== GIVEN ENTRIES
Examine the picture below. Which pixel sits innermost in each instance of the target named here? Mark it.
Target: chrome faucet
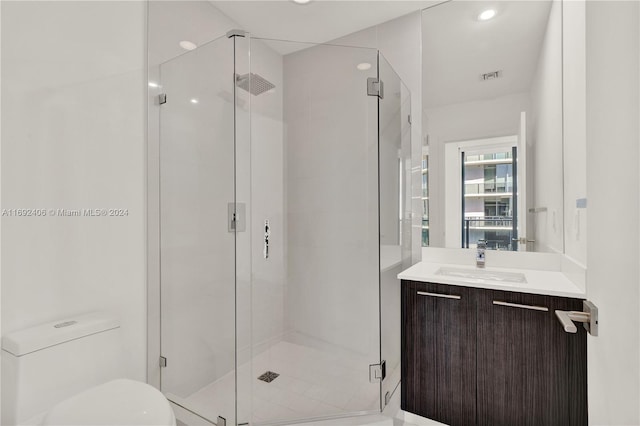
(482, 246)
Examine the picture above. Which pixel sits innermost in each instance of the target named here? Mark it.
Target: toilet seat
(118, 402)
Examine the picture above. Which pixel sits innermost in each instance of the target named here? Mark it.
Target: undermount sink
(481, 274)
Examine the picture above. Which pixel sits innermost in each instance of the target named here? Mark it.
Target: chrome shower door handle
(267, 233)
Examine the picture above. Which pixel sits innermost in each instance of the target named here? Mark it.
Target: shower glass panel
(284, 219)
(314, 178)
(395, 214)
(197, 249)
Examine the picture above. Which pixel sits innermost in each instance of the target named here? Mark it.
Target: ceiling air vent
(491, 75)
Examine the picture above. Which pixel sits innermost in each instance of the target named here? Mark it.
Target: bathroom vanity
(481, 348)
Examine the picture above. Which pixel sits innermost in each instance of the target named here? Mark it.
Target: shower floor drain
(268, 377)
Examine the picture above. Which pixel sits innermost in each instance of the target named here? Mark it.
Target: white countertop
(553, 283)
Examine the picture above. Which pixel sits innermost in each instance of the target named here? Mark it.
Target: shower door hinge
(375, 87)
(236, 33)
(377, 372)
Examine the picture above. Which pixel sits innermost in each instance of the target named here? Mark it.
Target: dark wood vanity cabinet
(491, 358)
(438, 364)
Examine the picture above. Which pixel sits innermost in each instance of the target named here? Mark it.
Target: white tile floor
(312, 383)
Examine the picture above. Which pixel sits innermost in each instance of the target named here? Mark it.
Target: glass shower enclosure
(284, 215)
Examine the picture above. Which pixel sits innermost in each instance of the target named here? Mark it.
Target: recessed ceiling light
(188, 45)
(486, 15)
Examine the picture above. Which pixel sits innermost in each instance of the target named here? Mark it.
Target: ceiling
(319, 21)
(457, 48)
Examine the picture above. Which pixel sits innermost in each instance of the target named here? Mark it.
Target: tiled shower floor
(311, 383)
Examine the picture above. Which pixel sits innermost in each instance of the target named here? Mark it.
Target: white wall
(612, 71)
(73, 75)
(574, 113)
(546, 134)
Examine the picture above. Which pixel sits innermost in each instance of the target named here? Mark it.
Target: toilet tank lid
(53, 333)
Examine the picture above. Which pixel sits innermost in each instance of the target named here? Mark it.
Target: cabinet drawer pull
(445, 296)
(515, 305)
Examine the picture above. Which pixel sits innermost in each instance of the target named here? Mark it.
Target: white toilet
(69, 373)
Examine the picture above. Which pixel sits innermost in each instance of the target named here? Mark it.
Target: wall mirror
(492, 164)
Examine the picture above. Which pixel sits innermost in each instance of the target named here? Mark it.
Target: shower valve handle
====
WHAT TO DO
Images should not appear in the copy; retype the listing above exactly.

OUTPUT OF THE TASK
Examine the picture below. Which pixel sits innermost in each instance of the target named here? Mark it.
Target: chrome faucet
(482, 246)
Examine the picture above. Which pixel sits innermost in each instance of the target named here? Mark it.
Target: toilet seat
(118, 402)
Examine the picture above. Which pixel sits innermost in each instance of the target named here? Mark it.
Target: undermount sink
(481, 274)
Examine the picture above. Which pixel sits innermost in each instance of the target named here? Mark it.
Target: chrome shower door handle
(267, 233)
Examine the picture above. Which pixel sits innermost in each instance of the target named here? Mark it.
Target: shower glass panel
(284, 219)
(314, 178)
(395, 214)
(197, 249)
Examine the picture above. Which pixel sits innermost in each instance of the target named here? Mark it.
Target: ceiling air vent
(491, 75)
Examine the picture above. Which pixel sits innermost in each instance of the target named here? Mark it.
Target: bathroom vanity
(481, 348)
Examine the picture above. Which pixel sits innermost in each instance of the target named here? Mark it.
Target: shower floor drain
(268, 377)
Examine the picture above. Which pixel sits innermost in each instance of the target named here? Mark it.
Target: white countertop
(553, 283)
Examine the picture above. Which pixel sits innermost in each instance of the target named here? Mark it.
Target: shower door hinge
(375, 87)
(236, 33)
(377, 372)
Examine the picture above. Which pixel sits innermost in each instance of the target named here? Mark it.
Target: dark wood vanity cabinet
(491, 358)
(438, 364)
Examine the picture above. Which pixel sits innermost in each instance of the target named here? Mark it.
Target: white tile floor
(312, 383)
Examine the picture above. Which pixel sits innermost in each instance of the target named here? Mark it.
Target: glass shower enclosure
(284, 215)
Examine the picture above. Which pixel sits innermost in each instance of the target named here? Mark it.
Target: recessed ceiling light
(188, 45)
(486, 15)
Examine the picture above. Which pixel sits innermost in each instance of the target named here? Mark it.
Target: ceiling
(319, 21)
(457, 48)
Examine the picture above. Which pixel sits innermost in each instance of the target named here? Mark it.
Target: tiled shower floor
(311, 383)
Examine the picture above. Which pixel sits innermost in each instance of the target named here? Mark it.
Target: white wall
(612, 71)
(73, 75)
(574, 113)
(546, 134)
Examine the picture above. Which pixel sits innermost in each instance of the target named here? Mark it.
Target: toilet tank lid
(53, 333)
Examine the picture above. Which pixel sits innermost in each instance of the target named here? Mark it.
Target: cabinet drawer pull
(445, 296)
(515, 305)
Examine the picture above. Which pixel sits innermost in each instance of the target named here? Mark it.
Target: white toilet
(69, 373)
Examine the picture above. Which pixel sits innermost in each instance of the target named here? Mark it.
Target: wall mirror
(492, 164)
Examine the picture above. Which pixel sits innermost in each instance of the target named here? Mark it.
Target: shower valve handle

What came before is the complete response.